Point-per-instance localization data:
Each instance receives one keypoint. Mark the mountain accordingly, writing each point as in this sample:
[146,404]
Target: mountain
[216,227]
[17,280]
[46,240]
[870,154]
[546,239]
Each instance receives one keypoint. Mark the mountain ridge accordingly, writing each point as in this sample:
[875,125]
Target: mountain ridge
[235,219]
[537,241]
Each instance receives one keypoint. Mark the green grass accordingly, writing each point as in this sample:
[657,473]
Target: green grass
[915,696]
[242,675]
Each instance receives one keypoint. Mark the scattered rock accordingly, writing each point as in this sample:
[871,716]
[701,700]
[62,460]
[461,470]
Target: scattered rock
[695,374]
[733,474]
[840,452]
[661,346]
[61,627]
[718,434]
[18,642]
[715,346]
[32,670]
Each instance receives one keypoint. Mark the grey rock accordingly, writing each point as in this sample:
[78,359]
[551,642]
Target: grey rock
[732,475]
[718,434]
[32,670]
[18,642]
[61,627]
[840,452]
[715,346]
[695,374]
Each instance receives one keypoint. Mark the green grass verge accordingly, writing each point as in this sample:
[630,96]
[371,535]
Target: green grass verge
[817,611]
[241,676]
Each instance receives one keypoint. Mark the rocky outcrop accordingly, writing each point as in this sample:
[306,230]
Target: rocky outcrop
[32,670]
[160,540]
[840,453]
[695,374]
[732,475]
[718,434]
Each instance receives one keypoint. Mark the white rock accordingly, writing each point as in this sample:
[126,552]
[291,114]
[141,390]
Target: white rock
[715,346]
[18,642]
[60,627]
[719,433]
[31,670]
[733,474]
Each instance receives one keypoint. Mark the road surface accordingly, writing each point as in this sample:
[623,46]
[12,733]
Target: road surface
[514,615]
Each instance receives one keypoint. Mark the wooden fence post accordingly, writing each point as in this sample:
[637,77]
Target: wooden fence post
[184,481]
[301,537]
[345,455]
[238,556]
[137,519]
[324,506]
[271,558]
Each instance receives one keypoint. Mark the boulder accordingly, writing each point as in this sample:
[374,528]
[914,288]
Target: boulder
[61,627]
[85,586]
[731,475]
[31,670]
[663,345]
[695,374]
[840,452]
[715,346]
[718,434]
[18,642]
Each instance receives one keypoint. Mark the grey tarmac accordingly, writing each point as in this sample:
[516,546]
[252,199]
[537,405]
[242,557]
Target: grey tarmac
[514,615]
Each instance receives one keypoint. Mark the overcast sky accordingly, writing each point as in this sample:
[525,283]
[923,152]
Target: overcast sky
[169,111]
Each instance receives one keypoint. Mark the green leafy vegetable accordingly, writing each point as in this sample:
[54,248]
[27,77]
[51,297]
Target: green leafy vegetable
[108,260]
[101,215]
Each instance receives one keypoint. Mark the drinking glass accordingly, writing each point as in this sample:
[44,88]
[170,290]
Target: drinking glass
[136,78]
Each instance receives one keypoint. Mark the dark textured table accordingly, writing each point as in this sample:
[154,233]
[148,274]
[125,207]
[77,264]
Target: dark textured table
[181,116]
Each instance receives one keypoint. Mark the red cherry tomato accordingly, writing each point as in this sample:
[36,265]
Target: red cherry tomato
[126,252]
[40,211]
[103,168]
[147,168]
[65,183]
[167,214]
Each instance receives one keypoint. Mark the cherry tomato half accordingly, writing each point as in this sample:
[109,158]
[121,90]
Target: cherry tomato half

» **BRIEF**: Could the data above be set down exactly, in full?

» **SOLUTION TO THIS TASK**:
Each instance receives one keypoint. Mark the mountain accordingly, writing each point as in this sample:
[146,404]
Target: mountain
[216,227]
[17,280]
[46,240]
[870,154]
[546,239]
Each instance receives one keypoint. Mark the mountain ridge accordingly, writing each point as in this sample:
[875,125]
Target: mountain ridge
[235,219]
[537,241]
Each instance receives one keypoint. Mark the green grass accordingly, writing each point as in this sample:
[657,473]
Target: green grass
[915,696]
[242,675]
Each instance receives one keypoint. Mark the scattered rock accordingly, writing each point as in this sample:
[871,716]
[701,700]
[62,460]
[461,470]
Target: scattered rock
[695,374]
[733,474]
[840,452]
[661,346]
[61,627]
[718,434]
[18,642]
[715,346]
[32,670]
Each instance receives one keypoint. Mark the grey rock accordingly, writing each point as in this sample:
[78,359]
[551,642]
Target: grey rock
[732,475]
[718,434]
[32,670]
[18,642]
[61,627]
[840,452]
[715,346]
[695,374]
Each instance receives one keypoint. Mark the green grass verge accordingly, writing each point as in this sample:
[630,96]
[371,535]
Target: green grass verge
[817,611]
[241,676]
Each instance receives one keypoint. Mark the rocky outcrop accordingly, writing each point as in this sample:
[306,230]
Target: rocky outcrop
[32,670]
[160,540]
[840,453]
[695,374]
[732,475]
[718,434]
Each instance receives one keypoint. Mark the white rock accordingly, writing each point as in this sample:
[126,552]
[291,114]
[141,390]
Target: white rock
[715,346]
[18,642]
[60,627]
[719,433]
[31,670]
[733,474]
Each instance receives one keypoint. Mark the road surface accordingly, writing each point as in this sample:
[623,46]
[12,733]
Target: road surface
[514,615]
Each instance receives one keypoint. Mark the wooden fence post accordingly, writing each point as in this sample:
[637,77]
Target: wooden fence post
[184,481]
[301,537]
[345,455]
[238,556]
[137,519]
[324,506]
[271,558]
Each instance receives one keypoint. Mark the boulder accordingly, writing each point as in this sample:
[374,528]
[914,288]
Target: boulder
[61,627]
[85,586]
[731,475]
[31,670]
[663,345]
[695,374]
[840,452]
[715,346]
[718,434]
[18,642]
Each instance receives one keypoint. Mark the grey tarmac accordingly, writing each point as in this sample:
[516,546]
[252,199]
[537,405]
[242,557]
Target: grey tarmac
[514,615]
Each instance receives one keypoint. Mark the overcast sky accordingly, writing each point as in this sample:
[525,283]
[923,152]
Target: overcast sky
[169,111]
Each instance receives one keypoint. Mark the green leafy vegetable accordingly, writing each point as in this sample:
[54,248]
[27,77]
[51,297]
Target: green leafy vegetable
[108,260]
[101,215]
Each instance receives one keypoint. Mark the drinking glass accordingly, writing each point as in this sample:
[44,88]
[170,290]
Target: drinking glass
[136,78]
Each instance receives one keypoint. Mark the dark textured table accordingly, writing each point as in this sample:
[154,233]
[148,274]
[125,207]
[77,264]
Target: dark textured table
[181,116]
Each instance receives one keypoint. Mark the red cherry tomato accordingly, writing each point as in this sample:
[36,265]
Target: red cherry tomato
[126,252]
[40,211]
[103,168]
[147,168]
[65,183]
[167,214]
Each instance receives one keypoint. Mark the cherry tomato half accordingly, writing each point as in this sample:
[109,158]
[121,90]
Target: cherry tomato half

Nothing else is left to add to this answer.